[Opening Data to use section]
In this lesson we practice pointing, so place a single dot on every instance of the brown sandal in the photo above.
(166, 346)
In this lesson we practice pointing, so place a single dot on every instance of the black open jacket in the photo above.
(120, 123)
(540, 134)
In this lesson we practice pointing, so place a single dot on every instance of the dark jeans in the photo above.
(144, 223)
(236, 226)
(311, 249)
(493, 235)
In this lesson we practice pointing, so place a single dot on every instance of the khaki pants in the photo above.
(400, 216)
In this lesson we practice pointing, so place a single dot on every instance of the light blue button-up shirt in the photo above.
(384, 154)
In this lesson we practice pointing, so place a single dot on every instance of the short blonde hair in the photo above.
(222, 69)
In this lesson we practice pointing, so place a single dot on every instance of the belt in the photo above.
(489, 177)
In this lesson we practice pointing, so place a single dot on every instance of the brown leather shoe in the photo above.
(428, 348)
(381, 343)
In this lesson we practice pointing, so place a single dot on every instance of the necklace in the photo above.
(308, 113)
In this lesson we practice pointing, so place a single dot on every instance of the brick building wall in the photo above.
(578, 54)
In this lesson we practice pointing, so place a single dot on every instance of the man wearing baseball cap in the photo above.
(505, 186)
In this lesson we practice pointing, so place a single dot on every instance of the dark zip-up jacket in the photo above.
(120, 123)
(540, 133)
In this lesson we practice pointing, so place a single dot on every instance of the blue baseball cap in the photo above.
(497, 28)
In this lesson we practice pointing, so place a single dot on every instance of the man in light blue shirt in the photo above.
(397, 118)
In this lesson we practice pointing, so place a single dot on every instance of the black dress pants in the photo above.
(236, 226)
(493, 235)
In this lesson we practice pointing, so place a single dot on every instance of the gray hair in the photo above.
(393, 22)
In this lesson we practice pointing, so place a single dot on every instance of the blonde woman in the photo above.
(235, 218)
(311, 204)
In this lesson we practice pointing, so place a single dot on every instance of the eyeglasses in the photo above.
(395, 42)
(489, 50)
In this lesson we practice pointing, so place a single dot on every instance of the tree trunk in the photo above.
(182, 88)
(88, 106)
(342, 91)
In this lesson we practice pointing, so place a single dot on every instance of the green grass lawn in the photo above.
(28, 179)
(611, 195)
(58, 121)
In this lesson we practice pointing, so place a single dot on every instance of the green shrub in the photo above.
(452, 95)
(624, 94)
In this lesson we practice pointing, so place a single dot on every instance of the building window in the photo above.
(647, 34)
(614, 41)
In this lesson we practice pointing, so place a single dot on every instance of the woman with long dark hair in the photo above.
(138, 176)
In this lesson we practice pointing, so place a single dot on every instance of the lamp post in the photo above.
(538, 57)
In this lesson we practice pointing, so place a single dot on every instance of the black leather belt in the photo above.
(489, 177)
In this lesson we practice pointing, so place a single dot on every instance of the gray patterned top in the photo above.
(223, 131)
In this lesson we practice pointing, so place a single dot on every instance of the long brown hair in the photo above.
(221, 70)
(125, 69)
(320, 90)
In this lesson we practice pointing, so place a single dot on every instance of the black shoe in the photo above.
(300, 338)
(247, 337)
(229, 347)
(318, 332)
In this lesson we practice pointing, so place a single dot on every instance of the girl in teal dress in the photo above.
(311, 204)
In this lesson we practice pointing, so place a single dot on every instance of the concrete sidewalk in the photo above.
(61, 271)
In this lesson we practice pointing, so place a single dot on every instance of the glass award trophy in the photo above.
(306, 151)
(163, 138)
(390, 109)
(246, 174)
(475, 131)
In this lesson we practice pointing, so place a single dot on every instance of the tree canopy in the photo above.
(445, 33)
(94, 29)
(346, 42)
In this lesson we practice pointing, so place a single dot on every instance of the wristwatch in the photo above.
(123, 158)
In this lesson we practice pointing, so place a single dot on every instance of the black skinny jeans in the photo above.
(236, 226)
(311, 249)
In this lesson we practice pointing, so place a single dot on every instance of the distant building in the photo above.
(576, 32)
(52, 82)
[Closing Data to use section]
Exercise brief
Go through the records above and repeat each one exactly.

Completed exercise
In this lesson we practice pointing, so place a single dot on every instance of the brown sandal in the photo above.
(166, 346)
In this lesson we practice pointing, so place a single dot on every instance of the black open jacket in the photo above.
(120, 123)
(540, 134)
In this lesson we practice pointing, so place a single dot on every instance of the dark jeans in the photo above.
(144, 223)
(236, 226)
(311, 249)
(493, 235)
In this lesson we practice pointing, so place a single dot on every instance of the khaki pants in the photo above.
(400, 216)
In this lesson we practice pointing, so place a single dot on every instance of the light blue button-up shirt in the photo above.
(384, 154)
In this lesson we practice pointing, so place a single dot on every instance of the short blonde hair in the photo above.
(222, 69)
In this lesson we practice pointing, so place a single dot on every instance of the belt in the photo above.
(489, 177)
In this lesson we practice pointing, so place a single dot on every instance of the brown leather shoe in the photo above.
(428, 348)
(381, 343)
In this lesson we practice pointing, so place a single dot on every instance of the necklace in the photo above.
(308, 113)
In this lesson we practice pointing, so place a single dot on every instance of the brick building wall in the photo above.
(578, 54)
In this lesson we practice pointing, so place a single dot on every instance of the man wearing baseball cap in the photo above.
(505, 186)
In this lesson we practice pointing, so place a single dot on every instance of the dark zip-up jacket in the photo above.
(120, 123)
(540, 133)
In this lesson we practice pointing, so place a single dot on every instance of the blue baseball cap in the photo above.
(497, 28)
In this lesson we practice pointing, so place a single dot on every instance of the man in light blue shirt in the photo above.
(397, 118)
In this lesson we practice pointing, so place a single dot on every instance of the black dress pants in the photo above.
(236, 226)
(493, 235)
In this lesson we practice pointing, so place a single dot on every instance of the gray hair in the photo above.
(393, 22)
In this lesson we practice pointing, so place a single dot on every instance of the blonde woman in the photo above.
(235, 218)
(311, 204)
In this lesson we practice pointing, so place a single dot on every instance of the eyeglasses in the photo above.
(395, 42)
(489, 50)
In this lesson we practice pointing, so place a single dot on every instance of the tree trunk in the photo above.
(182, 88)
(88, 106)
(342, 91)
In this lesson we practice pointing, so place a single dot on every instance of the green grass lawn in the photo above.
(28, 179)
(611, 195)
(58, 121)
In this lesson we practice pointing, so place a single dot on every instance of the green shrub in the photo above.
(452, 95)
(624, 94)
In this lesson we practice pointing, so place a single dot on every instance of the building window in the photo above.
(647, 34)
(614, 41)
In this lesson we practice pointing, so place a single dot on every instance of the woman with long dark hair in the photo above.
(138, 176)
In this lesson we practice pointing, so place a single dot on every instance of the lamp post in the photo above.
(538, 57)
In this lesson we practice pointing, so place a single dot on every instance of the black leather belt in the photo above.
(489, 177)
In this lesson we practice pointing, so place a single dot on every instance of the gray patterned top in the photo above.
(223, 131)
In this lesson we practice pointing, so place a single dot on every instance of the long brown hair in the photo above.
(221, 70)
(125, 69)
(320, 90)
In this lesson we practice pointing, so place a single dot on every instance of the black shoe in the photo above.
(300, 338)
(247, 337)
(229, 347)
(318, 332)
In this lesson we practice pointing, so place a single dot on every instance of the girl in teal dress in the photo above.
(311, 204)
In this lesson we practice pointing, so place a single dot on every instance of the concrete sidewalk in the photo above.
(61, 271)
In this lesson we practice pointing, so place a single dot on every instance of the glass award trophy in the photo above.
(306, 151)
(163, 138)
(390, 109)
(246, 174)
(475, 131)
In this lesson we practice pointing, so place a single dot on every instance of the tree canopy in the photo above.
(445, 33)
(94, 29)
(346, 42)
In this lesson we practice pointing, so place a single dot on every instance of the wristwatch in the photo above.
(123, 158)
In this lesson we practice pointing, so place a single dot on every instance of the black skinny jeans in the photo above.
(236, 226)
(311, 249)
In this lesson we practice pointing, so place a single dot on every instance of the distant building in the photo above.
(576, 32)
(52, 82)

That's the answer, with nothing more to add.